● 任务要求: 能把下面的全部数据一字不差地照录一遍吗？

● 数据内容:
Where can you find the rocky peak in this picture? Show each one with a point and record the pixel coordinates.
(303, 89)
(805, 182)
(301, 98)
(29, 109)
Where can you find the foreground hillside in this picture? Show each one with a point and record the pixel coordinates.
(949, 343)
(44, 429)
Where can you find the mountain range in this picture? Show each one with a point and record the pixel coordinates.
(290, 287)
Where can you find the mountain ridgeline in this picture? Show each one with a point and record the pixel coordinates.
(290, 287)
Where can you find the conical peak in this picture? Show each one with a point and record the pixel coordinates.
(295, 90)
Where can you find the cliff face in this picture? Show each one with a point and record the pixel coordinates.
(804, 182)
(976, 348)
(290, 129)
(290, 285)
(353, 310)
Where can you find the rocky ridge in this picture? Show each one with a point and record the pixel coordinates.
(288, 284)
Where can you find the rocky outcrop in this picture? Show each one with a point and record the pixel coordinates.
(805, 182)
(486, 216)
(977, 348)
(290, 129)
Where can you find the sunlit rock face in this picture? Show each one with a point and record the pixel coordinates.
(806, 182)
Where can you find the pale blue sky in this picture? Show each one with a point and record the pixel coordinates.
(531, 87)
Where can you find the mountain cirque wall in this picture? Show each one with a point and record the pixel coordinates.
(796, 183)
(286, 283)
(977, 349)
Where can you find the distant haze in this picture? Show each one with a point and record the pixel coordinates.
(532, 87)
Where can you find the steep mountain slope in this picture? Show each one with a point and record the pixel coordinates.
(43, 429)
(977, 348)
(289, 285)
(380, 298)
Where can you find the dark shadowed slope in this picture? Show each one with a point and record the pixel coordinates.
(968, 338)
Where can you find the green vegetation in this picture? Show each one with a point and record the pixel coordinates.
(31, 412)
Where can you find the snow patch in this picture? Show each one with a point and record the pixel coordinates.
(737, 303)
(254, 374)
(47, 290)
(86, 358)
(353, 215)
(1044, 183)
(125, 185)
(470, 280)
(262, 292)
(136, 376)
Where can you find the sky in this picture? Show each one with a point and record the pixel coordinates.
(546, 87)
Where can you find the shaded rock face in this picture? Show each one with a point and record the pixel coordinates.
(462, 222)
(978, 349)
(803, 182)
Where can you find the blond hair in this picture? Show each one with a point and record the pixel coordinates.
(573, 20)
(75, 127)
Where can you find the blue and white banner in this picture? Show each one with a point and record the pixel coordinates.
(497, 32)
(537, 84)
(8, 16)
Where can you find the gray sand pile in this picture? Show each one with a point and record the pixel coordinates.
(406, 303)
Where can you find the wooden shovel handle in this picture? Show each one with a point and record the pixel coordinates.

● 任务解答:
Where can you find the rocky peak in this picture? Show each one with a point and record the pixel coordinates.
(303, 89)
(805, 182)
(301, 98)
(29, 109)
Where can you find the foreground hillside in this picture? Show each one with a point and record the pixel coordinates.
(949, 343)
(44, 429)
Where can you find the mountain range in this picture? Show each one with a point and record the pixel coordinates.
(290, 287)
Where can you find the mountain ridgeline in this picture? Show each one with a point and record the pixel coordinates.
(290, 287)
Where can you find the conical peak in this picture? Show each one with a point and record the pixel coordinates.
(295, 90)
Where can you find the cliff face in this picture? Show each one with a point and record the pixel coordinates.
(804, 182)
(976, 348)
(290, 129)
(290, 285)
(353, 310)
Where can you find the rocky ridge in this picture? Show each one with a point and record the pixel coordinates.
(288, 284)
Where can you find the rocky outcrop in this picture? Show each one with a point and record the pixel coordinates.
(805, 182)
(486, 216)
(977, 348)
(290, 129)
Where can you find the sunlit rock face in this picture? Show each one with a point and record the pixel coordinates.
(806, 182)
Where can you find the pale blue sky in this picture? Show each one with a point and record the pixel coordinates.
(531, 87)
Where can you find the mountain cirque wall in this picture? Show each one with a point and record the pixel coordinates.
(796, 183)
(286, 283)
(977, 349)
Where can you find the distant haze in this picture? Show each one with a point and record the pixel coordinates.
(532, 87)
Where can you find the steep mountain slope in this picture? Show each one with a point and record the pixel coordinates.
(43, 429)
(977, 348)
(289, 285)
(380, 298)
Where can you find the dark shadowed slope in this picture? Show each one with a point and record the pixel coordinates.
(968, 338)
Where can you find the green vegetation in this picture? Show each one with a point and record the pixel coordinates.
(31, 412)
Where can you find the snow patch in this picture? Show each one with a point and record the pixel coordinates.
(737, 303)
(254, 374)
(47, 290)
(86, 358)
(353, 215)
(1044, 183)
(125, 185)
(470, 280)
(262, 292)
(136, 376)
Where can you find the sky in this picture? Show each one with a point and record the pixel coordinates.
(546, 87)
Where can you find the shaded rock face in this picture? Show each one with a point and record the pixel coordinates.
(462, 222)
(978, 349)
(803, 182)
Where can you find the blond hair in this picture? Show each one with a point and record the pixel coordinates.
(573, 20)
(75, 127)
Where can you find the blue and white banner in this picture? Show each one with a point and record the pixel coordinates.
(497, 32)
(537, 84)
(8, 16)
Where can you find the gray sand pile in this picture? Show each one with a point and record the pixel coordinates.
(406, 303)
Where can you find the wooden shovel handle in this picture? Show each one with a point and record the pixel coordinates.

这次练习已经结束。